PROBLEMS TO WORK ON:
A. Reproduce the passage on the pipeline connection device from "A stroke tool" down to "towards the second pipeline end 3.".
B. Answer these questions using the passage on the pipeline connection device:
(i) In the illustrated embodiment, on which part of the housing is the pile connected to the connection device?
(ii) By what means may the funnel be retracted toward the second pipeline end?
(iii) What can the stroke tool pull toward the second pipeline end?

READING TEXT:
A connection device assembly 11 may comprise the connection device 1 and a pile 12. The pile 12 may be connected to the housing 10 as in the illustrated embodiment, and may be hingedly connected to the connection device 1, such that when the connection device 1 is lifted and suspended, the pile 12 is naturally suspended in a position in which it points straight down due to its weight. In the illustrated embodiment, the pile 12 is connected to the connection device 1 on the underside of the housing 10. The connection device 1 and pile 12 is provided at a first pipeline end side S1 (indicated in figure 1b) of the connection device assembly 11 , and the other side of the connection device assembly 11 is the second pipeline end side S2, also indicated in figure 1b. The two sides S1,S2 are indicated in figure 1b and separated by a dotted line. The first pipeline end side S1 is the side of the connection device assembly 11 related to and connected to the first pipeline end 2. The second pipeline end side S2 of the assembly 11 is the side related to and being in vicinity of the second pipeline end 3, such as a subsea installation.

A funnel 13 for receiving the pile 12 may be provided at the second pipeline end side S2 of a connection device assembly 11. The funnel 13 may be retractable in a direction towards the second pipeline end 3 by means of a retractable element 14. The retractable element 14 is described further with reference to figure 2. When the connection device 1 and first pipeline end 2 is lifted and hoisted towards the second pipeline end 3, the pile 12 may be aimed at the funnel 13. The connection device 1 and first pipeline end 2 may be lowered and the pile 12 thus enters the funnel 13 and may come to rest when the pile 12 is fully inserted into the funnel 13 (illustrated in figure 2). This provides for easy guiding and positioning of the first pipeline end 2 relative to the second pipeline end 3.

Figure 2 illustrates a section view of the connection device assembly 11 and connection device 1 when the pile 12 is completely installed in the funnel 13. The end portion 7 of the first connection element 6 and the second pipeline end 3 rest at the same elevation and are aligned, but spaced apart. In order to align the end portion 7 and the second pipeline end 3, the connection device 1 may be rotated such that the pile 12 is rotated within the funnel 13 until the longitudinal axis A2 (illustrated in figures 1a and 1b) of the end portion 7 are coincident with a longitudinal center axis of the second pipeline end 3. The second connection element 9 may be in a mating state ready to receive and accommodate the second pipeline end 3. The rotation of the connection device 1 may be effected by, for example, a front face or structural part of the housing 10 engaging a corresponding front face or structural part of a support component 33 (see Figs 1a and 1b) which holds (or is otherwise connected to or fixed in relation to) the second pipeline end 3. Alternatively, guide pins or bars, or a different type of guide and alignment mechanism may be used to rotate the connection device 1. Consequently, when the connection device 1 is moved towards the second pipeline end 3, it may be guided into the correct orientation before make-up of the fluid connection.

A stroke tool 15 may be provided in the vicinity of the second pipeloine end 3, i.e. at the second pipeline end side, descried previously with reference to figure 1b. Alternatively, the stroke tool 15 may also be provided or be a part of the connection device 1, i.e be provided at the first pipeline end side. The stroke tool 15 is configured for extending and connecting to the connection device 1, and the stroke tool 15 can thus pull the connection device 1 and first pipeline end 2 towards the second pipeline end 3.

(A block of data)
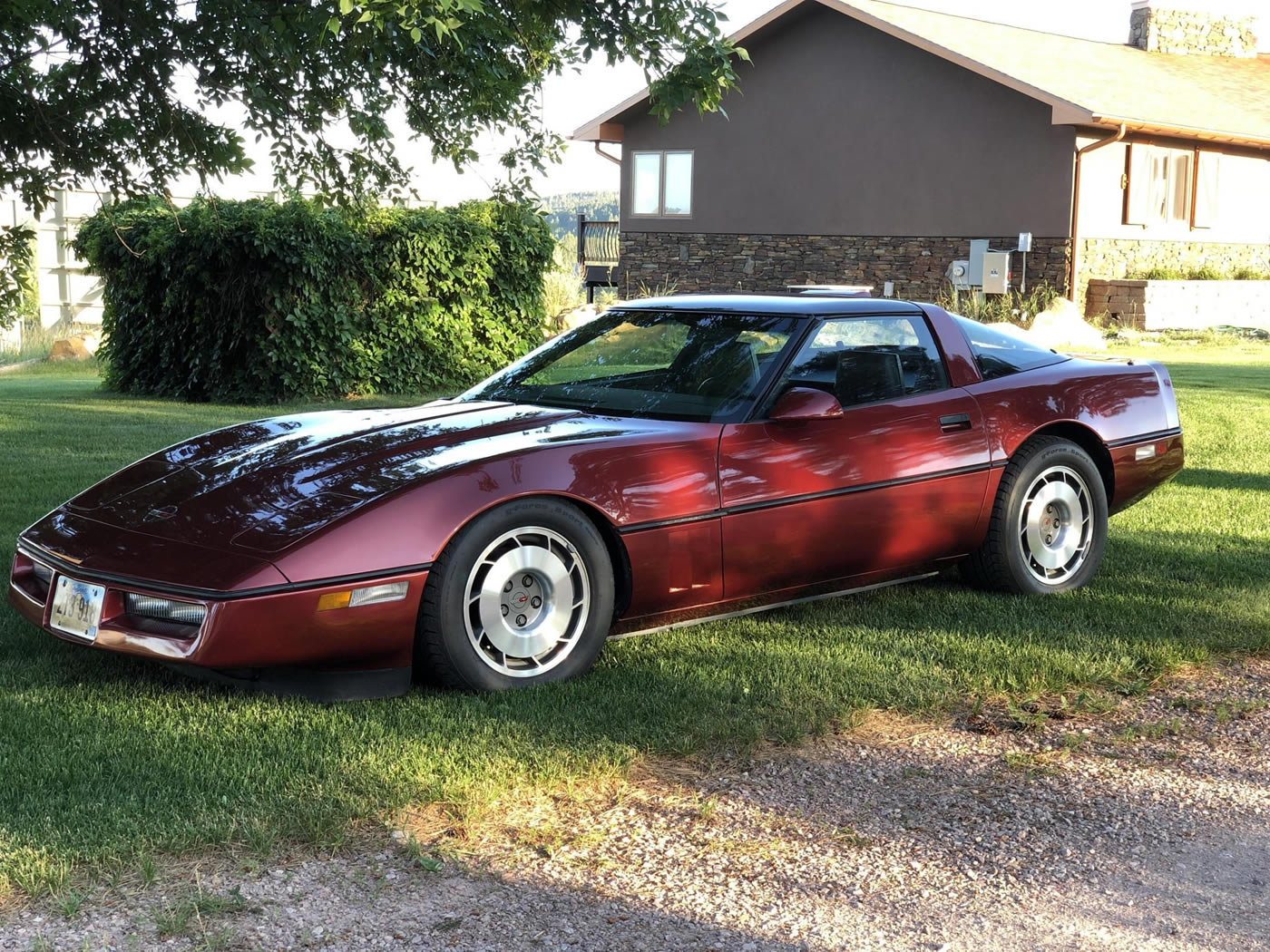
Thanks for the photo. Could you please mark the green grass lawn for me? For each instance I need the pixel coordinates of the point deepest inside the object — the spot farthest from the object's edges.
(105, 759)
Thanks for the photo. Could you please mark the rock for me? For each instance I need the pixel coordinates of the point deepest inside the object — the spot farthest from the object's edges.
(1060, 326)
(78, 348)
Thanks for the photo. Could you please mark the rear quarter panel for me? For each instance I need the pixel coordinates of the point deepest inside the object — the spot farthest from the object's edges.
(1117, 400)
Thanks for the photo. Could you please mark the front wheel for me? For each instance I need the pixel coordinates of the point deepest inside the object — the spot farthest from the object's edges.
(1048, 524)
(521, 596)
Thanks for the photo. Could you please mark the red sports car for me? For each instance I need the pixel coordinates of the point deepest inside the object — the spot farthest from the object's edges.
(675, 460)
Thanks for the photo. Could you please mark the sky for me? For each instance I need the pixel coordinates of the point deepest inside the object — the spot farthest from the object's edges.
(573, 98)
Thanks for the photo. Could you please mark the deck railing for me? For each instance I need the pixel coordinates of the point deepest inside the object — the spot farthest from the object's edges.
(597, 241)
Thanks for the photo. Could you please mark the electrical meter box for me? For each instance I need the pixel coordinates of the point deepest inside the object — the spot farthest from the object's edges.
(996, 273)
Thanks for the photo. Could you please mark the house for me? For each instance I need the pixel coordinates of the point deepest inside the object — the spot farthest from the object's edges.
(872, 141)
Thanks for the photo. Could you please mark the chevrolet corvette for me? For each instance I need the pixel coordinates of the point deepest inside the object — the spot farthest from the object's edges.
(672, 461)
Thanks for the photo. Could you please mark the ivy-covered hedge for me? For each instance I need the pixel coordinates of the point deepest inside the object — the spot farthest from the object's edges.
(245, 301)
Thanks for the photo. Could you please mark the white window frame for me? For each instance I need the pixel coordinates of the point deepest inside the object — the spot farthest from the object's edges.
(660, 183)
(1153, 193)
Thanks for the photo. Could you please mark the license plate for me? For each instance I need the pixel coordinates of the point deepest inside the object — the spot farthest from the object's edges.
(76, 608)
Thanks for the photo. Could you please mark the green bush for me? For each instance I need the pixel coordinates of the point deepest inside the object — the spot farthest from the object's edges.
(1202, 273)
(245, 301)
(991, 308)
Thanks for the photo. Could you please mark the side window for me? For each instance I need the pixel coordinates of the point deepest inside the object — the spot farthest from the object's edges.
(1000, 353)
(869, 359)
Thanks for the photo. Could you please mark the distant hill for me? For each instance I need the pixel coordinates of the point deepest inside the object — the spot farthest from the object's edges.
(562, 209)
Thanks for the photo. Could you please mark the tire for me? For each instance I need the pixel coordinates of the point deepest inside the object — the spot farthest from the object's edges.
(523, 596)
(1026, 551)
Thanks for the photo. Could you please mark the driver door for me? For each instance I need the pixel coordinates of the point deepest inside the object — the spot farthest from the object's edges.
(898, 480)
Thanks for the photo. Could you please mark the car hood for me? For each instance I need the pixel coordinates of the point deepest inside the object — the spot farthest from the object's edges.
(264, 485)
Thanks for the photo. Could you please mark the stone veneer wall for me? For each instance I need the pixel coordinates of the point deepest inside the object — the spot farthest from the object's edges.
(1158, 305)
(1117, 257)
(717, 263)
(1168, 31)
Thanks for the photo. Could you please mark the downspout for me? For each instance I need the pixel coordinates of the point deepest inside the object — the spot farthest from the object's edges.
(1073, 264)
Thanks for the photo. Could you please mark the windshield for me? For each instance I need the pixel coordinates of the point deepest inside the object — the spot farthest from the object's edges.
(676, 364)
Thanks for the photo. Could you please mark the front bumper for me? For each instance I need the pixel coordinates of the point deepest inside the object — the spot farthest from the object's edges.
(250, 636)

PER-TASK ANSWERS:
A.
A stroke tool 15 may be provided in the vicinity of the second pipeloine end 3, i.e. at the second pipeline end side, descried previously with reference to figure 1b. Alternatively, the stroke tool 15 may also be provided or be a part of the connection device 1, i.e be provided at the first pipeline end side. The stroke tool 15 is configured for extending and connecting to the connection device 1, and the stroke tool 15 can thus pull the connection device 1 and first pipeline end 2 towards the second pipeline end 3.

B.
(i) The underside of the housing 10.
(ii) By means of a retractable element 14.
(iii) The connection device 1 and the first pipeline end 2.